*WORK ORDER:* Which lines in the records below contain the word "positive"? Copy each of them in full.

*AVAILABLE RECORDS:*

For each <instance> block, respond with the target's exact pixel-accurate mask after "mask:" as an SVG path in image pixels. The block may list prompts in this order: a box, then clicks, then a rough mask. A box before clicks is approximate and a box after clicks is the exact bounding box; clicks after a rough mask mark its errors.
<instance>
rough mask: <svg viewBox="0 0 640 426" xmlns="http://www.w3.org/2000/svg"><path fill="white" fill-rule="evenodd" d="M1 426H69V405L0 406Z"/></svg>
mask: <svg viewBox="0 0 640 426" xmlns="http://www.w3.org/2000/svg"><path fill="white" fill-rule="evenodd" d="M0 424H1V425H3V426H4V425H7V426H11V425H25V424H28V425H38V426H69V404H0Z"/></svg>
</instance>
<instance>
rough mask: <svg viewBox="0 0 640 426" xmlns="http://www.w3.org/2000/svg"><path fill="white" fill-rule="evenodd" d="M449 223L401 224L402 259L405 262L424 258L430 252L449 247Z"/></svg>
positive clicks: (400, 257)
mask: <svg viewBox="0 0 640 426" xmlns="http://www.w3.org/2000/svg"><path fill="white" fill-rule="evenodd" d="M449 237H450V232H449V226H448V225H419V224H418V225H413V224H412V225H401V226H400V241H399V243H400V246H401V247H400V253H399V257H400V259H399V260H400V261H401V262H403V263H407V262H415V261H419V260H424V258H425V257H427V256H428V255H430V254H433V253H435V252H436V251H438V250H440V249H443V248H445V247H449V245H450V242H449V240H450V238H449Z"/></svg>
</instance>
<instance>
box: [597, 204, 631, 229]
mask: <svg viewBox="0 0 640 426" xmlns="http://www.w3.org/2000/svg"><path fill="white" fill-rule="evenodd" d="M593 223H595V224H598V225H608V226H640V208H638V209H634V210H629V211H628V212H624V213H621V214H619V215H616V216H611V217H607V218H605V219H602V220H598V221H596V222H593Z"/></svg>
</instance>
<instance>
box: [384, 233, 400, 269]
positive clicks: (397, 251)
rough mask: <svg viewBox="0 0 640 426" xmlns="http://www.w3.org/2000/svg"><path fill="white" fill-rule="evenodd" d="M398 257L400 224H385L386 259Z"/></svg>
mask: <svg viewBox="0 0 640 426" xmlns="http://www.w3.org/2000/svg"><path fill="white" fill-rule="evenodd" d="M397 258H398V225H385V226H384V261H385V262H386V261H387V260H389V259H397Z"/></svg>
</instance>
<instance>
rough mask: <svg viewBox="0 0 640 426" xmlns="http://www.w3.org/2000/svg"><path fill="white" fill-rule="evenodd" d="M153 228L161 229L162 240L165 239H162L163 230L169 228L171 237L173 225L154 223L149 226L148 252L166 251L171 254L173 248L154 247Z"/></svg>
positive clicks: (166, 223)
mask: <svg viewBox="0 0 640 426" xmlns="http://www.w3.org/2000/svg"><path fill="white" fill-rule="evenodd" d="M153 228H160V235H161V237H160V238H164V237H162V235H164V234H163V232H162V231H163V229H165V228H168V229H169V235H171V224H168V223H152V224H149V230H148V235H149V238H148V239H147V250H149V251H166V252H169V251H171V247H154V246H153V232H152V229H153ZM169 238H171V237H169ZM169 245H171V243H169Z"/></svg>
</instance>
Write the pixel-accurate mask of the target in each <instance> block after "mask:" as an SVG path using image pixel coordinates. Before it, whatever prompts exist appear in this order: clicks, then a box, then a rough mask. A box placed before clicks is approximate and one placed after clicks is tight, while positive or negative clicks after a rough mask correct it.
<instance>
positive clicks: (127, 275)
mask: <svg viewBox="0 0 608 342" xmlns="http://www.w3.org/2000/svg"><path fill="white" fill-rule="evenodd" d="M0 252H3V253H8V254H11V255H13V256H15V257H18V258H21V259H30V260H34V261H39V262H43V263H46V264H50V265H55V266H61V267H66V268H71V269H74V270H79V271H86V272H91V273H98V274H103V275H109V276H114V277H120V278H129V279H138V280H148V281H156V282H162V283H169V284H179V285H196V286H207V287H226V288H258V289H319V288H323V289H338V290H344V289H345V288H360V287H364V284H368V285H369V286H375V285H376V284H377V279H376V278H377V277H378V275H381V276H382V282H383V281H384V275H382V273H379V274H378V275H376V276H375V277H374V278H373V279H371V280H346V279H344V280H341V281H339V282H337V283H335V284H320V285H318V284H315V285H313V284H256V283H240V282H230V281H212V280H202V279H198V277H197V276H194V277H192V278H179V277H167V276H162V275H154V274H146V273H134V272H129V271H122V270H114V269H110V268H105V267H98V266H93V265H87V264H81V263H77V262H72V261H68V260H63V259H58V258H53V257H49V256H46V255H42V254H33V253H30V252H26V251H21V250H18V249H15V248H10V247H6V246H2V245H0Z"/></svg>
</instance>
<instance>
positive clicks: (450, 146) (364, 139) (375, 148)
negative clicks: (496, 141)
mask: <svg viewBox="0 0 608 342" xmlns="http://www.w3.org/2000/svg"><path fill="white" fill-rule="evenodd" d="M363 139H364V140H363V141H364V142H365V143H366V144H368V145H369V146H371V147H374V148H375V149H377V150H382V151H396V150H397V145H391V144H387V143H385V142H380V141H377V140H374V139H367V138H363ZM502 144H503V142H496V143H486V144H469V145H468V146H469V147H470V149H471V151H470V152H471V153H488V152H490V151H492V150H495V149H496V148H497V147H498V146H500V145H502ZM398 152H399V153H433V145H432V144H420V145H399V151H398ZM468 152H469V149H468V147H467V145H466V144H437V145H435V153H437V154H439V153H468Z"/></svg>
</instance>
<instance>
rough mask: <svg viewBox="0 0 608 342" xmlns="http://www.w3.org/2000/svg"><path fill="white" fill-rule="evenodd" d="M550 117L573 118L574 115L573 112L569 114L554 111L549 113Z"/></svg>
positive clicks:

*RESULT FOR THIS TASK:*
positive clicks: (400, 257)
positive clicks: (397, 251)
positive clicks: (166, 223)
Write the pixel-accurate mask of the target in each <instance> block after "mask:" as an SVG path using image pixel coordinates. Before it, whatever prompts exist appear in this order: clicks, then a box, then a rough mask. A box placed before clicks is approximate and one placed after clicks is tight, while positive or negative clicks after a rough mask correct it.
positive clicks: (127, 275)
positive clicks: (450, 146) (364, 139) (375, 148)
positive clicks:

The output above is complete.